PROBLEM DESCRIPTION
Continue the write-up on cutting GPU inference costs from the point where it stops.

DOCUMENT
Save 60% on GPU Costs

TL;DR

Four interventions reduced our GPU bill 60% while serving 3x volume: (1) model routing by task complexity using a lightweight BERT classifier shifted 62% of traffic from 70B to 8B for −35% total cost; (2) vLLM continuous batching tuning lifted utilization from 38% to 71% for −46% cost-per-request; (3) OneInfer multi-provider arbitrage saved an additional 28% raw GPU cost; (4) AWQ INT4 quantization for internal workloads cut GPU count 40%.

Where We Started: High Spend, Zero Visibility

Single GPU provider, on-demand A100 80GB instances, standard vLLM setup. No autoscaling. No batching optimization. No cost attribution by model or endpoint. The bill was high and growing — but more critically, it was completely opaque.

The first intervention was instrumentation. Every inference request got tagged with model ID, endpoint name, prompt token count, completion token count, GPU node ID, and latency. We streamed this into ClickHouse and built a Grafana dashboard within 24 hours.

DATA EXTRACT
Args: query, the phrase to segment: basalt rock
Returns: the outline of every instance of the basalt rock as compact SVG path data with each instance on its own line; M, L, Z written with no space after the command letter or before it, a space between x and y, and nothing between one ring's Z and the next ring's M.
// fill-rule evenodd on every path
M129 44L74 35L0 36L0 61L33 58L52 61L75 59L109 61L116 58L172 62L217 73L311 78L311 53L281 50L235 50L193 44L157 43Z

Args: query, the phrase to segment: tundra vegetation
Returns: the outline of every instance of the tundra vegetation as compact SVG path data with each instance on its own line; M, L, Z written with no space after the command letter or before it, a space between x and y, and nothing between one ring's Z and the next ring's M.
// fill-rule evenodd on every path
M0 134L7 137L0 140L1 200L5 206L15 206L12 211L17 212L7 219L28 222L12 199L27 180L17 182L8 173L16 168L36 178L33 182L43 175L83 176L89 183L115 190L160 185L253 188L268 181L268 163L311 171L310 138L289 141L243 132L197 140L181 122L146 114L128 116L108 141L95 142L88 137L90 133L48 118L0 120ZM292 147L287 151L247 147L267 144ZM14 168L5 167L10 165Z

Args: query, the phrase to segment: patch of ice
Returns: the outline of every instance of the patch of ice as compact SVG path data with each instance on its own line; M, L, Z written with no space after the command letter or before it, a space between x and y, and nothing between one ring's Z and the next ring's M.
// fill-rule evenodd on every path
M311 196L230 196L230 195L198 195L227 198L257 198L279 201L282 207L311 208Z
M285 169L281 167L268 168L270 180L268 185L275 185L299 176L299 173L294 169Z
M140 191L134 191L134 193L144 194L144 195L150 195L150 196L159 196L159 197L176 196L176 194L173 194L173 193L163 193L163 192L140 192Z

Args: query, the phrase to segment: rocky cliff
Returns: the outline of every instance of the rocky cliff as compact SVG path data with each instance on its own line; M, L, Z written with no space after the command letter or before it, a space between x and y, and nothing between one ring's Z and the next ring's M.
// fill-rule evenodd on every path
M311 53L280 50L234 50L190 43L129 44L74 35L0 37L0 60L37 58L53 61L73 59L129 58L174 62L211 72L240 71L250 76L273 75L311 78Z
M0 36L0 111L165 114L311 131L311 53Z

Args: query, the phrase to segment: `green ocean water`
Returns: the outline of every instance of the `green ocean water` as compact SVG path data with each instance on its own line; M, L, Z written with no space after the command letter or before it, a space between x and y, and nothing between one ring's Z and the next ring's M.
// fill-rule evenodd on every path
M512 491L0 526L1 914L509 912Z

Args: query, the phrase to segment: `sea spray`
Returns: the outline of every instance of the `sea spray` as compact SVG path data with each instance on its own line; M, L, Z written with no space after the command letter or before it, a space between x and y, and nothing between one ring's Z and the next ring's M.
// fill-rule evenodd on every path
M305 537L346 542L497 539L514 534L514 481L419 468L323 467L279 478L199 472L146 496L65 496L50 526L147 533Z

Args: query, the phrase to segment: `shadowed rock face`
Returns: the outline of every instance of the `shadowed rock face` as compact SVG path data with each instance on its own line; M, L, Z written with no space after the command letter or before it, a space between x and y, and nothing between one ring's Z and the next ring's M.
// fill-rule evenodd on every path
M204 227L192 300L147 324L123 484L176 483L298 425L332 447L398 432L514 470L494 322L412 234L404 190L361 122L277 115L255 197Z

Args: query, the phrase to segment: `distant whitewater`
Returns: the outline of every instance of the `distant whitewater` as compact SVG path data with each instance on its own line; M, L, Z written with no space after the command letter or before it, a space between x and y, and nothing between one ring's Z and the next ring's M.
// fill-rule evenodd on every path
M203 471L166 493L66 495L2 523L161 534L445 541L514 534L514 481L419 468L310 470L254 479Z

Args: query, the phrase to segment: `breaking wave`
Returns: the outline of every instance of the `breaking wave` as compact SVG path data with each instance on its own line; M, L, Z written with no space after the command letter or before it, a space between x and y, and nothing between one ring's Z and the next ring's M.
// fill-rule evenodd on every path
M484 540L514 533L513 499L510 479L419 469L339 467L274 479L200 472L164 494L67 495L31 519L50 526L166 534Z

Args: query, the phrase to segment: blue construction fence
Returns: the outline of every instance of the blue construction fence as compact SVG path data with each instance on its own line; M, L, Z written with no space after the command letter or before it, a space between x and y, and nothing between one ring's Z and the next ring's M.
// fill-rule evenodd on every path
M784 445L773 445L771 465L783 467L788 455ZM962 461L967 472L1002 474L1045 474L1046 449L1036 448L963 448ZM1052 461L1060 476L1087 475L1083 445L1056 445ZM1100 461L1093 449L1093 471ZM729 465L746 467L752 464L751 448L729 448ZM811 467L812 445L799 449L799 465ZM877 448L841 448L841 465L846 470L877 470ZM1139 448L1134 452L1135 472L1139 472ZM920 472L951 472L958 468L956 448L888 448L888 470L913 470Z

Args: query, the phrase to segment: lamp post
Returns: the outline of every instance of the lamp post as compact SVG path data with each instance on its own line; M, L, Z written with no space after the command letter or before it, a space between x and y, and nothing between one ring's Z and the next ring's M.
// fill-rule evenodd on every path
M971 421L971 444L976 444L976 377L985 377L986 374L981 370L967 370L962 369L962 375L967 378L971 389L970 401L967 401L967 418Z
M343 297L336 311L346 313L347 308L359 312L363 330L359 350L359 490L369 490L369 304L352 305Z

REPLY
What we found: 70% of inference volume was routed to our 70B model for tasks an 8B model handles with comparable quality. We were paying top-tier AI inference cost for commodity-quality work.

Intervention 1: Model Routing by Task Complexity (-35%)

We built a lightweight complexity classifier — small BERT-based model on CPU — that scores each incoming request before routing. Short questions, simple classification, basic summarization → Llama 3.1 8B on RTX 4090. Complex reasoning, long-form generation → 70B on A100.

The classifier adds 5–8ms per request, imperceptible. 62% of traffic shifted from 70B to 8B. Cost-per-request for that traffic dropped 13x. Approximately 35% off total GPU spend. Largest single intervention.

Intervention 2: Continuous Batching Tuning (-46% Cost-Per-Request)

Default vLLM. GPU utilization averaging 38%. Paying for 100%, using 38%.

Tuning changes:

1--max-num-batched-tokens: 8,192 → 32,768
2--max-num-seqs: → 256
3prefix caching enabled

After: utilization 38% → 71%. Same hardware, same cost, nearly double effective throughput. Cost-per-request dropped 46% on existing traffic.

Intervention 3: Multi-Provider Arbitrage via OneInfer (-28% Raw GPU Cost)

After model and batching optimization, we turned to GPU procurement.

Integrated OneInfer's Smart Aggregator. The routing engine compares real-time pricing and availability across providers and routes each request to the cheapest GPU meeting our latency threshold (800ms TTFT ceiling).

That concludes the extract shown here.